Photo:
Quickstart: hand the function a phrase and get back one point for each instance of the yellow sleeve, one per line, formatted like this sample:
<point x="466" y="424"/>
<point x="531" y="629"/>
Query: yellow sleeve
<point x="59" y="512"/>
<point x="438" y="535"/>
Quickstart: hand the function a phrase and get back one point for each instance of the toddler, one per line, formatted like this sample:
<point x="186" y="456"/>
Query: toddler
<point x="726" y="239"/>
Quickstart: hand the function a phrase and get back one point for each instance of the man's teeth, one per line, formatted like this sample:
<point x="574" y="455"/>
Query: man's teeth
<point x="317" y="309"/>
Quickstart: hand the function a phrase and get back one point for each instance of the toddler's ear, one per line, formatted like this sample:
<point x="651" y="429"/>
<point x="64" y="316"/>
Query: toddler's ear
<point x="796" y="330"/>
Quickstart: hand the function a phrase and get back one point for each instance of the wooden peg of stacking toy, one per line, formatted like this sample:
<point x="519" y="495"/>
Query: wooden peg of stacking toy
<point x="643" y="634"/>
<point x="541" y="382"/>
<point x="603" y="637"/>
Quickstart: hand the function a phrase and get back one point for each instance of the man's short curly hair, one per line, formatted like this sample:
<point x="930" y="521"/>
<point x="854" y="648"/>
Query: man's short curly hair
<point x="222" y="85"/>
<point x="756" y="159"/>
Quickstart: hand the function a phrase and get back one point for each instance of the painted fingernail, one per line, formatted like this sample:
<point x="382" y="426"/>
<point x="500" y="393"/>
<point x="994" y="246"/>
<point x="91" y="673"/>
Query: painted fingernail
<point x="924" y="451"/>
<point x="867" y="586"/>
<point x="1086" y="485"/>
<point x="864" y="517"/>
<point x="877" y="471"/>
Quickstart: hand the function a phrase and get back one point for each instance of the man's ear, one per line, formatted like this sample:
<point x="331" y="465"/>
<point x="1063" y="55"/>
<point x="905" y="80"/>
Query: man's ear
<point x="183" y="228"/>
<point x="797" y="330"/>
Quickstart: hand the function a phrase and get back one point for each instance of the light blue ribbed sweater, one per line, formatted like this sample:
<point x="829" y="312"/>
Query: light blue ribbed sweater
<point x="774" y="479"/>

Exercise directions: Convert all of the data above into a Markdown table with the columns Row and Line. Put one line per row, number the rows in order, and leave out blank lines.

Exercise solution:
| Row | Line |
|---|---|
| 1 | Photo: |
| 2 | Quickstart: hand the function a phrase and get back one point for each instance of the yellow sleeve, one per line, formatted like this sample: |
| 3 | <point x="466" y="424"/> |
| 4 | <point x="531" y="629"/> |
| 5 | Query: yellow sleeve |
| 6 | <point x="59" y="512"/> |
| 7 | <point x="438" y="535"/> |
| 8 | Quickstart: hand the function a phrase and get back one point for each instance of the toddler, one per line, formatted like this sample: |
| 9 | <point x="186" y="456"/> |
| 10 | Query: toddler |
| 11 | <point x="726" y="239"/> |
| 12 | Quickstart: hand the function a phrase and get back one point for each instance of the man's teeth, one per line, formatted like this sample: |
| 13 | <point x="574" y="455"/> |
| 14 | Query: man's teeth |
| 15 | <point x="317" y="309"/> |
| 16 | Quickstart: hand the function a phrase and get back one point for each instance of the toddler's ear, one per line, formatted like this sample: |
| 17 | <point x="651" y="429"/> |
| 18 | <point x="64" y="316"/> |
| 19 | Query: toddler's ear |
| 20 | <point x="796" y="330"/> |
| 21 | Quickstart: hand the function a phrase and get back one point for each instance of the wooden peg of stacking toy, one per line, formatted like this sample: |
| 22 | <point x="519" y="495"/> |
| 23 | Query: wooden peg of stacking toy |
| 24 | <point x="643" y="634"/> |
| 25 | <point x="541" y="382"/> |
| 26 | <point x="603" y="637"/> |
| 27 | Quickstart: hand the function a phrase and get back one point for each instance of the man's short curly hair, one per line, formatted like this sample: |
| 28 | <point x="930" y="521"/> |
| 29 | <point x="854" y="648"/> |
| 30 | Query: man's short curly hair |
| 31 | <point x="222" y="85"/> |
| 32 | <point x="756" y="159"/> |
| 33 | Quickstart: hand the function a phrase and get back one point for each instance of the painted fingernail, one per line, formatted like this sample: |
| 34 | <point x="382" y="426"/> |
| 35 | <point x="500" y="393"/> |
| 36 | <point x="994" y="246"/> |
| 37 | <point x="91" y="673"/> |
| 38 | Query: painted fingernail |
| 39 | <point x="924" y="451"/> |
| 40 | <point x="867" y="586"/> |
| 41 | <point x="1086" y="485"/> |
| 42 | <point x="864" y="517"/> |
| 43 | <point x="877" y="471"/> |
| 44 | Quickstart: hand the function a phrase and get back one point for each instance of the man's ear, one per line, formatted like this sample: |
| 45 | <point x="331" y="465"/> |
| 46 | <point x="1063" y="55"/> |
| 47 | <point x="905" y="80"/> |
| 48 | Query: man's ear |
| 49 | <point x="183" y="228"/> |
| 50 | <point x="797" y="330"/> |
| 51 | Quickstart: hand the function a phrase and get back one point for each instance of the light blue ribbed sweater, one per line, formatted like this sample: |
| 52 | <point x="829" y="312"/> |
| 53 | Query: light blue ribbed sweater |
| 54 | <point x="774" y="479"/> |